▸ **GIVEN EXERCISE**
Select and copy out every line in the items below that contains the string "fits".

+---+

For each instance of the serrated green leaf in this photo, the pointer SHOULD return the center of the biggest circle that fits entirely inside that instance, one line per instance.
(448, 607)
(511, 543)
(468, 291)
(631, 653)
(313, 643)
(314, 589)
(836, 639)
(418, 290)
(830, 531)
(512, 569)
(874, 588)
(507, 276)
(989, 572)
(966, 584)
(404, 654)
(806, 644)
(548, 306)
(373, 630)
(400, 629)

+---+

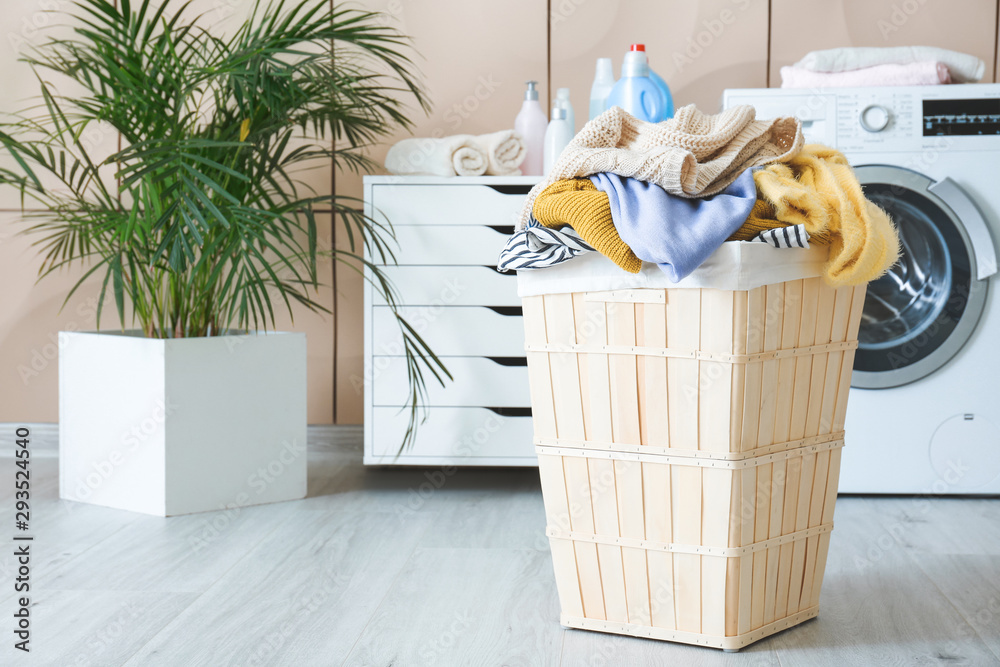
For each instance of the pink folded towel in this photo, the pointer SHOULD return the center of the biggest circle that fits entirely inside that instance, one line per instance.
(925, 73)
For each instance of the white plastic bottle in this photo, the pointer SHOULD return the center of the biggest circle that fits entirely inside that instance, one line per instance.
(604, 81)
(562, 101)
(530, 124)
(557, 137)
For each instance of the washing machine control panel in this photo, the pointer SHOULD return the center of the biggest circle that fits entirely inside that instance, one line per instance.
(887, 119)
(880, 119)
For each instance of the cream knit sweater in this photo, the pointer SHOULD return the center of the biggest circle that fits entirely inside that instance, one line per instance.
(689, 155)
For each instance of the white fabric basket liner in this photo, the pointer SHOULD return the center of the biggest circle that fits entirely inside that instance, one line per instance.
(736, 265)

+---+

▸ **EXERCISE ANSWER**
For each instance of the serrated green leaf in this photo, the pointer SHOULD return the center of the biggest circle that fits entirely inside that instance, one line per instance.
For each instance of the pink folded towel in this photo, the pointer SHOULD return the center of the biggest circle that fits entirely inside that instance, one line per instance.
For each instance of the white plastic bottle in this photo, the pointer SHOULD return the center of the biggest circle that fits entirely inside that instance, one line per instance.
For each instance of the washing machine control panel in this photo, the pointer SHOULD return the center of the biggest circle that fits entirely inside that instance, one line per instance.
For each instance of the cream knit sweater in this photo, the pointer SHOULD return the center of the biggest circle that fits entirely inside that instance, one line per instance.
For each instance of the white fabric basket liner in this photo, the pointer SHOULD return the center of the biggest circle that fits entirely inside that instance, one line per instance.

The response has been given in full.